_What you will do_
Retype the lines from the line with "Could you point out where the mowed" to the line with "[164,143,208,152]", both included, without changing anything.

## begin

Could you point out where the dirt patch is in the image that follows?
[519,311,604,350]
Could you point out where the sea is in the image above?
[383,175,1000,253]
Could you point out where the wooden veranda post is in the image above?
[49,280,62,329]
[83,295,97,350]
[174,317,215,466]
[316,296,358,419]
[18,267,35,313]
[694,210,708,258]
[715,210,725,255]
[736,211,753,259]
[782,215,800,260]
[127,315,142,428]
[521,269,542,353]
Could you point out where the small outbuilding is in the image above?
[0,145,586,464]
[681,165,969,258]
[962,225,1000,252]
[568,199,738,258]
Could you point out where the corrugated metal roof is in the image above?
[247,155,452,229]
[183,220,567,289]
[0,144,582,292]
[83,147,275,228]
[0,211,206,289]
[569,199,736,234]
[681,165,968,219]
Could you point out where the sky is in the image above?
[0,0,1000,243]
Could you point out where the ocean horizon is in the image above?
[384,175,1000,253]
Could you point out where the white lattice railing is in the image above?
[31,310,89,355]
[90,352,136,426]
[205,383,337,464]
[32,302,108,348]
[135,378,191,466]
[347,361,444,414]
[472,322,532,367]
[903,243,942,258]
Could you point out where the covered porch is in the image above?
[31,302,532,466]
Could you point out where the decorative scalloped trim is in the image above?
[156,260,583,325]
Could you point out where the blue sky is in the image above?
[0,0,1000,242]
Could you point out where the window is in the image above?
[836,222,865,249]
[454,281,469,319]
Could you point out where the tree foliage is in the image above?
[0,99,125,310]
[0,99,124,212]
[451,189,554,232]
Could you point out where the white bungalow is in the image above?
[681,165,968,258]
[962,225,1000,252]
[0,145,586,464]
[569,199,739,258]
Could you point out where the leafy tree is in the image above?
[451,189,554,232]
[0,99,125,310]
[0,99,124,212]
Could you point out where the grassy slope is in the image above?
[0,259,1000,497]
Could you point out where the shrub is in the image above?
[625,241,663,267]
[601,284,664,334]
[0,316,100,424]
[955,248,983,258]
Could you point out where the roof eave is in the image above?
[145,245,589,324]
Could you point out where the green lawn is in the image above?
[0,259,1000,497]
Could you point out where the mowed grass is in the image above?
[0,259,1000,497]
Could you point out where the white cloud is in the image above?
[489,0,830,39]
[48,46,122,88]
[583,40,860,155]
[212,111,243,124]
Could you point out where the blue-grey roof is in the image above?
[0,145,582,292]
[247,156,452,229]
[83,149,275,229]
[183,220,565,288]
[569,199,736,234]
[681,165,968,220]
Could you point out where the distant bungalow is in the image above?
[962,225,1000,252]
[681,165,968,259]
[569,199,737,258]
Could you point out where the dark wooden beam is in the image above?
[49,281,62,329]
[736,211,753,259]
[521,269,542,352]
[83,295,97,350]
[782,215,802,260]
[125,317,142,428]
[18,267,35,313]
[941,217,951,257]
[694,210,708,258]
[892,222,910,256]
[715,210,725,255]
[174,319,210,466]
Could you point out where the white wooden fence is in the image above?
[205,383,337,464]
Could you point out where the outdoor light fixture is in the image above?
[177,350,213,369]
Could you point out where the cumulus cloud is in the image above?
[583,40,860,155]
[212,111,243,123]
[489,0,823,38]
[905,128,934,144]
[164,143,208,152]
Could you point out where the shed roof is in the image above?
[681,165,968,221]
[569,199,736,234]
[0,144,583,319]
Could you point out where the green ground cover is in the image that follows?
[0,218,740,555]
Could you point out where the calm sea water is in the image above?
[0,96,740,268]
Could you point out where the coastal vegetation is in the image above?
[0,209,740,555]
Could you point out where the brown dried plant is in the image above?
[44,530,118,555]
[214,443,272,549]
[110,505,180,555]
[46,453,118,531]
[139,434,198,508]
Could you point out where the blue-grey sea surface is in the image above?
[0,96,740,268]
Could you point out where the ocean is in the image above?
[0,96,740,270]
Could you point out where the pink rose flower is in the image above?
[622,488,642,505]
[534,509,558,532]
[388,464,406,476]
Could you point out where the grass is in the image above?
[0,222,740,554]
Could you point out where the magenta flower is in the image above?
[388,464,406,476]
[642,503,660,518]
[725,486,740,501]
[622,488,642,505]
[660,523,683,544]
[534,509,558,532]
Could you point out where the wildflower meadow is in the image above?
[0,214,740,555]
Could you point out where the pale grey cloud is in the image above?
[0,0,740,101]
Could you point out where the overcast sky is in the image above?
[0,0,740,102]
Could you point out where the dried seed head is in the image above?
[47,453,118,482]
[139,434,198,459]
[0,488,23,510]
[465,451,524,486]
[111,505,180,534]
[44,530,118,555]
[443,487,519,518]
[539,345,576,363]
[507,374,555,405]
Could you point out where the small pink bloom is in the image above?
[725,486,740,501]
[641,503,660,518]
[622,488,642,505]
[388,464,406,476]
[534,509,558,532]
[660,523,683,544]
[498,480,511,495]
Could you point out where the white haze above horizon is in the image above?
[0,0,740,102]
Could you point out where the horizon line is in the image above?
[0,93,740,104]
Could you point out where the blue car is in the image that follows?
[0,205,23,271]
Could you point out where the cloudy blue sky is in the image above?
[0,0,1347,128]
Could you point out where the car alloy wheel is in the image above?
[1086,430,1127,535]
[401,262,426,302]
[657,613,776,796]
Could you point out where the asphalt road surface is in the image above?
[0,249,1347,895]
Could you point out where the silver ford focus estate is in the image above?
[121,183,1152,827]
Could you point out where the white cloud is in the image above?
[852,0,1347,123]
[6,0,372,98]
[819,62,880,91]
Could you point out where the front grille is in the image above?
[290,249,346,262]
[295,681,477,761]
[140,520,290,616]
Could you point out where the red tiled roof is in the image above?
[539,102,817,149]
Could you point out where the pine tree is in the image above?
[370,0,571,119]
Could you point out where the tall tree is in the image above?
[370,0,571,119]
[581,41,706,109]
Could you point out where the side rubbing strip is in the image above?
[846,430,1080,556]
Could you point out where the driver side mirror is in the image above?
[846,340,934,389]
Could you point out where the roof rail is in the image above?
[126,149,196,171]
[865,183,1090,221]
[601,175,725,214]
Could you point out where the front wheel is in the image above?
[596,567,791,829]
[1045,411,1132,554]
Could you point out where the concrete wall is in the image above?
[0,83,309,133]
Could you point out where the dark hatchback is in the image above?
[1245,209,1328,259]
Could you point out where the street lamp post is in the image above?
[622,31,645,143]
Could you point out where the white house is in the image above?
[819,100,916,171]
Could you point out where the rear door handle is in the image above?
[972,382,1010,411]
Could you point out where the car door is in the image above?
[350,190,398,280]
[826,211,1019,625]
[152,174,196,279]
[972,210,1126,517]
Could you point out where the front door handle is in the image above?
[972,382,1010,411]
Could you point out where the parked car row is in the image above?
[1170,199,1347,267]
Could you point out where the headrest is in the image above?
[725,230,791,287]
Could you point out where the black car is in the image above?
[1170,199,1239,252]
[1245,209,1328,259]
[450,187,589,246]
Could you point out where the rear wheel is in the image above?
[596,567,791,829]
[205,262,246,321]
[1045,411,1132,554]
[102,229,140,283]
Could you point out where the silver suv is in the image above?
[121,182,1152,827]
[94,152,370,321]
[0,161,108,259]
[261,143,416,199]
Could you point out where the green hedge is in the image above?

## end

_Solution_
Could you point out where the mowed grass is in the image above?
[0,259,1000,497]
Could you point out where the white cloud is in the image above?
[489,0,830,39]
[48,46,122,88]
[583,40,860,155]
[212,111,243,124]
Could you point out where the blue-grey roof is in the image above?
[0,145,582,292]
[247,156,452,229]
[83,149,275,229]
[183,220,565,288]
[569,199,736,234]
[681,165,968,220]
Could you point out where the distant bungalow is in the image above?
[962,225,1000,252]
[681,165,968,259]
[569,199,737,258]
Could you point out where the dark wooden beam is in the image above?
[49,281,62,329]
[736,211,753,259]
[521,269,542,352]
[83,295,97,350]
[782,215,802,260]
[125,317,142,428]
[18,267,35,313]
[941,217,951,257]
[694,210,708,258]
[892,222,910,256]
[715,210,725,255]
[174,319,210,466]
Could you point out where the white wooden fence is in the image above?
[205,383,337,464]
Could you point out where the outdoor light fixture is in the image above?
[177,350,213,369]
Could you point out where the cumulus cloud is in the image above?
[583,40,860,155]
[212,111,243,123]
[489,0,823,38]
[905,128,934,144]
[164,143,208,152]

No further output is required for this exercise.